__DO THIS__:
Set out every line of the entries below as a Markdown table with two columns, Row and Line text, numbering the rows from 1 and skipping blank lines.

__RECORDS SUPPLIED__:
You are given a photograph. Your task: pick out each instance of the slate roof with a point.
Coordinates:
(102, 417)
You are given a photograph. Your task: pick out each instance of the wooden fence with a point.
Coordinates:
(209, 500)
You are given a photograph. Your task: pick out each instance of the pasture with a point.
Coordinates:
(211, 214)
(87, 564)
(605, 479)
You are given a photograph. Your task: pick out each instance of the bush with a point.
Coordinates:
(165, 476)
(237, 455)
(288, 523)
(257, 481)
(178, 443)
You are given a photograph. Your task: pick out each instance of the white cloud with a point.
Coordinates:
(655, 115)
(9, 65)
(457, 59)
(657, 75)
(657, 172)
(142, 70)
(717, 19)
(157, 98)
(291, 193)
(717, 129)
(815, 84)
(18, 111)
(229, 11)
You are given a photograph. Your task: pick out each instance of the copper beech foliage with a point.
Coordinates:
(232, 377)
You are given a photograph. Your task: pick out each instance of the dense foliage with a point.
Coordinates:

__WRITTEN RESPONSE__:
| Row | Line text |
|---|---|
| 1 | You are given a photograph. Your task: pick out each instance of the slate roof with a point. |
| 2 | Coordinates: |
| 3 | (102, 417) |
| 4 | You are given a photograph. Your task: pick out each instance of the wooden fence with a point. |
| 5 | Coordinates: |
| 6 | (209, 500) |
| 7 | You are given a photograph. Your task: pick out each instance of the pasture with a point. |
| 8 | Coordinates: |
| 9 | (211, 214) |
| 10 | (87, 564) |
| 11 | (605, 479) |
| 12 | You are given a photograph. Your task: pick out each instance of the bush with a point. |
| 13 | Coordinates: |
| 14 | (165, 476) |
| 15 | (237, 455) |
| 16 | (288, 523) |
| 17 | (257, 481) |
| 18 | (178, 443) |
| 19 | You are given a photograph. Your task: pick out each instance of the white cloud with a point. |
| 20 | Coordinates: |
| 21 | (655, 115) |
| 22 | (9, 65) |
| 23 | (457, 59) |
| 24 | (657, 75) |
| 25 | (657, 172) |
| 26 | (142, 70) |
| 27 | (717, 19) |
| 28 | (157, 98) |
| 29 | (291, 193) |
| 30 | (717, 129) |
| 31 | (815, 84) |
| 32 | (18, 111) |
| 33 | (229, 11) |
| 34 | You are given a photograph. Your task: pick out each instance of the copper beech foliage with a point. |
| 35 | Coordinates: |
| 36 | (232, 377) |
| 37 | You are given a photograph. Your task: pick out each instance of the dense foliage with a point. |
| 38 | Coordinates: |